[Task to complete]: Recast these records as a two-column CSV with the columns request and answer, one row for each record: put its text and its answer each in a single quoted field, with line breaks turned into spaces.

[Given data]:
★ ★ ★ ★

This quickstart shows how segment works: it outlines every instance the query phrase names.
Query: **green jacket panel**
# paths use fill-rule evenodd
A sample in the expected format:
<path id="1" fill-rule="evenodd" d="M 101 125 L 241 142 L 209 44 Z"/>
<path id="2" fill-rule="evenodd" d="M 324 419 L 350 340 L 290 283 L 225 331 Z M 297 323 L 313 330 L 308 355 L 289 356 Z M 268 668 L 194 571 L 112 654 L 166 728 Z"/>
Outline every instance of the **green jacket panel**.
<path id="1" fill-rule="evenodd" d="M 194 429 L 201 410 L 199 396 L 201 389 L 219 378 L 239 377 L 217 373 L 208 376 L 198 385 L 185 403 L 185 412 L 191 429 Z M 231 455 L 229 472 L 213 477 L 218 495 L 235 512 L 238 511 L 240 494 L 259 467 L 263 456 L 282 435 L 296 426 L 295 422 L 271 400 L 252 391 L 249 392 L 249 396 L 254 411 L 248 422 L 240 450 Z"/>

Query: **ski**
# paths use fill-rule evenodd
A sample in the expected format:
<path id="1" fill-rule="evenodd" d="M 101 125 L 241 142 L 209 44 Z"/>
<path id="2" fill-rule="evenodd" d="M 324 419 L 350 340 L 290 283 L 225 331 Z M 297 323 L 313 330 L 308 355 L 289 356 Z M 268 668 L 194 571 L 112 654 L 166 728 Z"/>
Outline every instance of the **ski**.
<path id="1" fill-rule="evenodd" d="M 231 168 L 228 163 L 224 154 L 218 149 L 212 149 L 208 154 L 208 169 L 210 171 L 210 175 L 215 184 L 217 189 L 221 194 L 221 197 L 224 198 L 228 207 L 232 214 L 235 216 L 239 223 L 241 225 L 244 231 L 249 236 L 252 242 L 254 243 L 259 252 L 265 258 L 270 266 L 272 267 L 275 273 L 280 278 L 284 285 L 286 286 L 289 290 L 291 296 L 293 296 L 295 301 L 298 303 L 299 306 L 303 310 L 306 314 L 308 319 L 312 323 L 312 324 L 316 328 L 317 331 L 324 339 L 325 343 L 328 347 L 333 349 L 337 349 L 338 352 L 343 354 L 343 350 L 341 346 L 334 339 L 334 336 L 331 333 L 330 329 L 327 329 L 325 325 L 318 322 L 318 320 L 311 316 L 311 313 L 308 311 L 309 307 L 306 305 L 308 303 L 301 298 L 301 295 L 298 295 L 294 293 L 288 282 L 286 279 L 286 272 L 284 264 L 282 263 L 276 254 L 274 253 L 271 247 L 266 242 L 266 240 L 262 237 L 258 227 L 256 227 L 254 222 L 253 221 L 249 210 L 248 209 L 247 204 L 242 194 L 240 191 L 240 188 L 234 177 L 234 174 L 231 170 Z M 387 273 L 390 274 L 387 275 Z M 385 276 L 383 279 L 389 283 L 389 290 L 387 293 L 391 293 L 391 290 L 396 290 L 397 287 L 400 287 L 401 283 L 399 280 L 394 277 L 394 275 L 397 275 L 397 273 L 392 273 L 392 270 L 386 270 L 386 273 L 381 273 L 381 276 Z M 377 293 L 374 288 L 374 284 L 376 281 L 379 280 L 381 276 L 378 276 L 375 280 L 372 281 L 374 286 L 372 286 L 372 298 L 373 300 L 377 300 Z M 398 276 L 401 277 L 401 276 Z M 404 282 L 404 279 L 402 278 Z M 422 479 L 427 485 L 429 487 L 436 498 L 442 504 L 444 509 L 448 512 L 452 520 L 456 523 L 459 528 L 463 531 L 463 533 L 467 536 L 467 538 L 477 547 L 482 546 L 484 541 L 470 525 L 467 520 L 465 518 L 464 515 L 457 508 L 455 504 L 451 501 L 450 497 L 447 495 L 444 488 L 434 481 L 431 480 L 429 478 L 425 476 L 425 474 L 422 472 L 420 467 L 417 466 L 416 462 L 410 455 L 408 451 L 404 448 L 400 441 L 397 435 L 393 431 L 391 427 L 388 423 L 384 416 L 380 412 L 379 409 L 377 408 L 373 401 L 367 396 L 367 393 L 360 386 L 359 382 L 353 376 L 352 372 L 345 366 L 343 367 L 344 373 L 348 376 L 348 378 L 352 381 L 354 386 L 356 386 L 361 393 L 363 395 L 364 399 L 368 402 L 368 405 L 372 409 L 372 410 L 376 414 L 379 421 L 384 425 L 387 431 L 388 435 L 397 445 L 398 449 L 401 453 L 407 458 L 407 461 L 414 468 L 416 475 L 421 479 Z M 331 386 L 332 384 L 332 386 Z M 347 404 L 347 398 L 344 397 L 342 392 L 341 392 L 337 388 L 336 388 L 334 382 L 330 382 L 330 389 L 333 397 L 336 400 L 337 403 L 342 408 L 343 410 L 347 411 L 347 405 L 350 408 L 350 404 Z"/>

★ ★ ★ ★

[Response to this task]:
request,answer
"This quickstart shows how segment works: it outlines every instance the query phrase names. Query: **green jacket panel** # paths use fill-rule evenodd A sample in the expected format: <path id=""1"" fill-rule=""evenodd"" d=""M 101 125 L 241 142 L 209 44 Z""/> <path id=""2"" fill-rule=""evenodd"" d=""M 324 419 L 350 340 L 290 283 L 225 331 Z M 297 323 L 313 330 L 308 355 L 289 356 Z M 268 668 L 194 571 L 112 654 L 166 728 Z""/> Outline every instance of the **green jacket panel**.","<path id=""1"" fill-rule=""evenodd"" d=""M 194 429 L 201 410 L 199 396 L 201 389 L 219 378 L 239 377 L 217 373 L 208 376 L 198 385 L 185 403 L 185 412 L 191 429 Z M 231 455 L 229 472 L 213 477 L 218 495 L 235 512 L 238 511 L 240 494 L 259 467 L 263 456 L 282 435 L 296 426 L 295 422 L 271 400 L 252 391 L 249 392 L 249 396 L 254 411 L 248 422 L 240 450 Z""/>"
"Query: **ski** # paths use fill-rule evenodd A sample in the expected format: <path id=""1"" fill-rule=""evenodd"" d=""M 101 125 L 241 142 L 209 44 Z""/> <path id=""2"" fill-rule=""evenodd"" d=""M 324 419 L 350 340 L 290 283 L 225 331 Z M 297 323 L 313 330 L 308 355 L 289 356 Z M 268 668 L 194 571 L 112 654 L 166 728 Z""/> Outline every instance of the **ski**.","<path id=""1"" fill-rule=""evenodd"" d=""M 231 168 L 228 163 L 224 154 L 218 149 L 212 149 L 208 154 L 208 169 L 210 171 L 210 175 L 215 184 L 217 189 L 221 194 L 221 197 L 224 198 L 228 207 L 232 214 L 235 216 L 239 223 L 241 225 L 244 231 L 249 236 L 252 242 L 254 243 L 259 252 L 265 258 L 270 266 L 272 267 L 275 273 L 280 278 L 284 285 L 286 286 L 289 290 L 291 296 L 293 296 L 295 301 L 298 303 L 299 306 L 303 310 L 306 314 L 308 319 L 312 323 L 312 324 L 316 328 L 317 331 L 324 339 L 325 343 L 328 347 L 333 349 L 337 349 L 338 352 L 343 354 L 343 350 L 341 346 L 334 339 L 334 336 L 331 333 L 330 329 L 327 329 L 325 325 L 318 322 L 318 320 L 311 316 L 311 313 L 308 311 L 309 307 L 306 305 L 308 303 L 301 298 L 301 295 L 298 295 L 294 293 L 288 282 L 286 279 L 286 272 L 284 264 L 282 263 L 276 254 L 274 253 L 271 247 L 266 242 L 266 240 L 262 237 L 258 227 L 256 227 L 254 222 L 253 221 L 249 210 L 248 209 L 247 204 L 242 194 L 240 191 L 240 188 L 234 177 L 234 174 L 231 170 Z M 387 273 L 390 274 L 387 275 Z M 385 276 L 383 279 L 389 283 L 389 290 L 387 293 L 391 293 L 391 290 L 396 290 L 397 287 L 400 287 L 401 283 L 399 280 L 394 277 L 394 275 L 397 275 L 397 273 L 392 273 L 392 270 L 386 270 L 386 273 L 381 273 L 381 276 Z M 377 293 L 374 288 L 374 284 L 376 281 L 379 280 L 381 276 L 378 276 L 375 280 L 372 281 L 374 286 L 372 286 L 372 298 L 373 300 L 377 300 Z M 398 276 L 401 277 L 401 276 Z M 404 282 L 404 279 L 402 278 Z M 422 479 L 427 485 L 429 487 L 436 498 L 442 504 L 444 509 L 448 512 L 452 520 L 456 523 L 459 528 L 463 531 L 463 533 L 467 536 L 467 538 L 477 547 L 482 546 L 484 541 L 470 525 L 467 520 L 465 518 L 464 515 L 457 508 L 455 504 L 451 501 L 450 497 L 447 495 L 444 488 L 434 481 L 431 480 L 429 478 L 425 476 L 425 474 L 422 472 L 420 467 L 417 466 L 416 462 L 410 455 L 408 451 L 404 448 L 400 441 L 397 435 L 393 431 L 391 427 L 388 423 L 384 416 L 380 412 L 379 409 L 377 408 L 373 401 L 367 396 L 367 393 L 360 386 L 359 382 L 353 376 L 352 372 L 345 366 L 343 367 L 344 373 L 348 376 L 348 378 L 352 381 L 354 386 L 356 386 L 361 393 L 363 395 L 364 399 L 368 402 L 368 405 L 372 409 L 372 410 L 376 414 L 379 421 L 384 425 L 387 431 L 388 435 L 397 445 L 398 449 L 401 453 L 407 458 L 407 461 L 414 468 L 416 475 L 421 479 Z M 331 386 L 332 384 L 332 386 Z M 347 404 L 347 398 L 344 397 L 342 392 L 341 392 L 337 388 L 336 388 L 334 382 L 330 382 L 330 389 L 333 397 L 336 400 L 337 403 L 342 408 L 343 410 L 347 411 L 347 405 L 350 408 L 350 404 Z""/>"